**Directions:**
• 1. Answer these questions from the excerpt on SnapLogic pipeline design:
(a) In reuse mode, how many input documents from the parent can each child pipeline instance process?
(b) What does the SnapLogic platform call a pipeline started by giving it a URI endpoint and calling the URI?
(c) When the endpoint is down, what state does a Resumable Pipeline go into?
• 2. Please copy everything in the excerpt on SnapLogic pipeline design from "If data connection" down to "be resumed manually.", word for word.

Structure complex pipelines into smaller segments through child pipelines. You can add a Pipeline Execute Snap in the child pipeline, and call another generation of child pipelines. In the standard mode, a new child pipeline is started per input document. In reuse mode, child pipelines are started and each child pipeline instance can process multiple input documents from the parent. The Snap settings include batching and pooling options to enable parallel processing in the child pipeline.

Scheduling Jobs

For iterative jobs like bulk updates, you can schedule a pipeline run. SnapLogic supports the complex scheduling of pipelines, including cron jobs. However, consider that a pipeline run that takes longer than the rate of the schedule might not be an effective design.

Moving high-volume data and integration scheduling

You can also build endpoint-to-endpoint integrations in AutoSync. AutoSync is a stand-alone application that provides a different UI than Designer. The interface design makes building these data integrations and scheduling them easily. The AutoSync application can be launched from the IIP platform.

Pipeline Invocation

Pipelines are commonly implemented as APIs. SnapLogic provides flexibility in the design and implementation of these pipelines.

Low-volume APIs

The most common way to start a pipeline is by giving it a URI endpoint and calling the URI. In the SnapLogic platform, this is called a Triggered Task, which can be used to build an endpoint of a web API. A Triggered Task also allows passing data into and retrieving data from a pipeline. Because it has the properties of an API, it can be shared and used in automation. Use Triggered Tasks for low-volume handling of APIs or for situations where a swift response is not required. They also are appropriate for batching with on-premise sources and targets, where running the task on a Groundplex (Self-managed Snaplex) reduces latency.

High-volume APIs

Most web application endpoints can be accessed through APIs. For production pipelines that process high-volume APIs, the Ultra pipeline task provides the ability to maintain continuous delivery. Because the Ultra pipeline is always in a prepared state, the transmission of data is a reliable vehicle for web applications. The most popular Ultra pipeline design is a straightforward request-response construct that is used as a data access layer for real-time web services. This design transforms a pipeline into a continuously running job. Documents are supplied to the pipeline through a FeedMaster node inside the Snaplex that maintains a queue of documents. The pipeline parses the incoming documents, and responses are returned through the FeedMaster to the caller. Ultra is a subscription feature. Although it is similar to Triggered Tasks because it is called with a URL, Ultra also limits the usage of specific Snaps. Learn more about using Ultra task pipelines to power a web application.

Cloud Data Warehouse: same source and target

Use the ELT Snap Pack to design pipelines in the same cloud data warehouse. You can transform your data and leverage the pushdown optimization offered by the cloud data warehouse. You can also use a pipeline Execute Snap to call ELT pipelines when moving data from your data lake data lakes via Snap Accounts that enable you to access resources on the endpoint. You can create applications in the endpoint that establishes a connection between SnapLogic and the endpoint.

Polling different data sources

If your pipeline is polling different data sources, you can use a Headless Ultra design. This pipeline type enables you to leverage the prepared pipeline state without using a FeedMaster node in your Snaplex. Because it can continuously poll the target messaging service, this design type is preferable to running a standard pipeline on a schedule with intervals of less than one minute.

Data connection interruptions

If data connection interruptions require suspension and manual resumption of data processing, you can create a Resumable Pipeline. When the endpoint is down, the Pipeline goes into a suspended state, from which it can only be resumed manually.

AI Agents

AgentCreator is a feature that enables you to build pipelines to power agents. Along with AI-based Snaps that allow you to connect to LLMs, AgentCreator provides pipeline patterns that allow you to create functioning agents easily that are scalable and can draw from many data resources.

**Source material:**
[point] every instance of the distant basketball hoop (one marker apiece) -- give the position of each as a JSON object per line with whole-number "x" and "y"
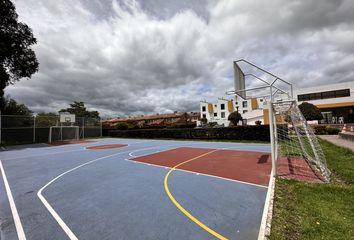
{"x": 66, "y": 117}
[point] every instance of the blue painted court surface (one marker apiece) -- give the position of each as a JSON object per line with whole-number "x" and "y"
{"x": 70, "y": 192}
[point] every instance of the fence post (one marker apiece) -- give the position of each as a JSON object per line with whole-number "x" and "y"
{"x": 34, "y": 129}
{"x": 83, "y": 128}
{"x": 0, "y": 128}
{"x": 101, "y": 127}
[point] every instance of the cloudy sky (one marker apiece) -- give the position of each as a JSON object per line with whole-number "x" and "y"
{"x": 154, "y": 56}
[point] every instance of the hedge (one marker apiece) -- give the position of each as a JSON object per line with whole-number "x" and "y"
{"x": 325, "y": 130}
{"x": 259, "y": 133}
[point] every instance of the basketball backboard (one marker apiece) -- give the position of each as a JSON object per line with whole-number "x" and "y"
{"x": 239, "y": 80}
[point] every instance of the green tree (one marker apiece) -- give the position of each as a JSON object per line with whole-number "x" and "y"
{"x": 310, "y": 111}
{"x": 79, "y": 109}
{"x": 122, "y": 126}
{"x": 204, "y": 120}
{"x": 235, "y": 117}
{"x": 17, "y": 59}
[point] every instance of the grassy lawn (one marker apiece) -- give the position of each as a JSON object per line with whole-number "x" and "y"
{"x": 317, "y": 211}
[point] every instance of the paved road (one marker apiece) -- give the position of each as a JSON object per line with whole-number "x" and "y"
{"x": 111, "y": 198}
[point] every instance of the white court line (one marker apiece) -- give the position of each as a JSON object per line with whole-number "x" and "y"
{"x": 51, "y": 210}
{"x": 203, "y": 174}
{"x": 56, "y": 216}
{"x": 53, "y": 153}
{"x": 19, "y": 229}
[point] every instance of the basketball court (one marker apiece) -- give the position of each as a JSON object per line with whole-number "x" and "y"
{"x": 134, "y": 189}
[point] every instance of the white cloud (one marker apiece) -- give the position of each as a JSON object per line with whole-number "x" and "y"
{"x": 133, "y": 60}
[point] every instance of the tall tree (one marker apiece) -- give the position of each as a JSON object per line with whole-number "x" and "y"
{"x": 79, "y": 109}
{"x": 17, "y": 59}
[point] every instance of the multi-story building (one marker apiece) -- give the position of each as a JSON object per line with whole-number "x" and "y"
{"x": 217, "y": 112}
{"x": 336, "y": 102}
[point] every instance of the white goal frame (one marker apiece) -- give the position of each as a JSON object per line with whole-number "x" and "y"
{"x": 77, "y": 132}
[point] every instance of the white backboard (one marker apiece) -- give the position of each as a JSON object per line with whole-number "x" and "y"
{"x": 239, "y": 81}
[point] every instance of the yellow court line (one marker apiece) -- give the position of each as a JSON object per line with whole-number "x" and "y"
{"x": 184, "y": 211}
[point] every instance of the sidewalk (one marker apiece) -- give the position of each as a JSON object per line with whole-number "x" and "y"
{"x": 338, "y": 141}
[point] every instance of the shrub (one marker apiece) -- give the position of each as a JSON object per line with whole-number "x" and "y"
{"x": 310, "y": 111}
{"x": 325, "y": 130}
{"x": 122, "y": 126}
{"x": 235, "y": 117}
{"x": 260, "y": 133}
{"x": 204, "y": 120}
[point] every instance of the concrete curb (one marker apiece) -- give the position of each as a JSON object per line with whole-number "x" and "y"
{"x": 264, "y": 230}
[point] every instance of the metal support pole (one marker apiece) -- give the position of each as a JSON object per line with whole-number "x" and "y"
{"x": 272, "y": 139}
{"x": 83, "y": 128}
{"x": 0, "y": 129}
{"x": 101, "y": 127}
{"x": 34, "y": 129}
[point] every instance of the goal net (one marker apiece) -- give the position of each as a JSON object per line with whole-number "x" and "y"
{"x": 62, "y": 133}
{"x": 295, "y": 141}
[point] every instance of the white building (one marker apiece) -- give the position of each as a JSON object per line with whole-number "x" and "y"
{"x": 251, "y": 110}
{"x": 217, "y": 112}
{"x": 336, "y": 102}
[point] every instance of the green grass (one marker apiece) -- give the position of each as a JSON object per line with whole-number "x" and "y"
{"x": 316, "y": 210}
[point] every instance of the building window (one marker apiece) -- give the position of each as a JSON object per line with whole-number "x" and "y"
{"x": 324, "y": 95}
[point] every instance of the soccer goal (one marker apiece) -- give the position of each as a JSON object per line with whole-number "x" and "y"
{"x": 292, "y": 140}
{"x": 296, "y": 143}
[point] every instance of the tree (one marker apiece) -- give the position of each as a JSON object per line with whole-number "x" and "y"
{"x": 17, "y": 59}
{"x": 79, "y": 109}
{"x": 122, "y": 126}
{"x": 310, "y": 111}
{"x": 204, "y": 120}
{"x": 235, "y": 117}
{"x": 11, "y": 107}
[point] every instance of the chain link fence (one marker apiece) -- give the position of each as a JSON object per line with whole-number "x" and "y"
{"x": 16, "y": 129}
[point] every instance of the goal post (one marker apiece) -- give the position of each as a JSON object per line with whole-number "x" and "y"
{"x": 297, "y": 141}
{"x": 291, "y": 137}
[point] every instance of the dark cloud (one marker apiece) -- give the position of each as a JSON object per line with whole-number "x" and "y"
{"x": 126, "y": 57}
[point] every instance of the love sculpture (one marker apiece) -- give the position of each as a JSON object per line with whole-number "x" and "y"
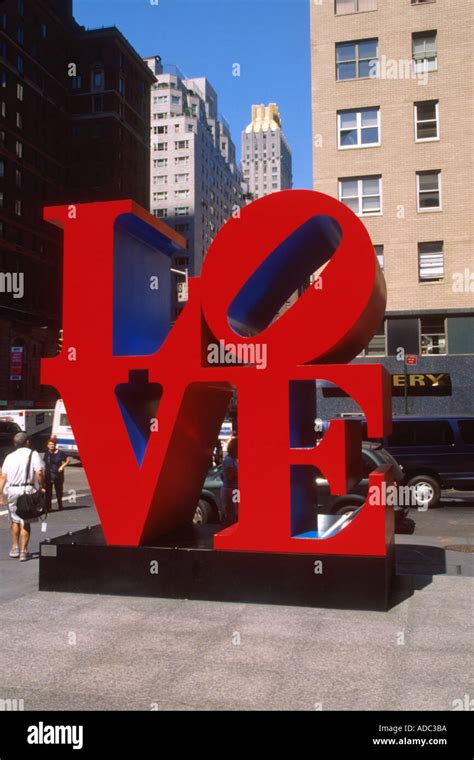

**Answers given:**
• 1.
(a) Multiple input documents.
(b) A Triggered Task.
(c) A suspended state, from which it can only be resumed manually.

• 2.
If data connection interruptions require suspension and manual resumption of data processing, you can create a Resumable Pipeline. When the endpoint is down, the Pipeline goes into a suspended state, from which it can only be resumed manually.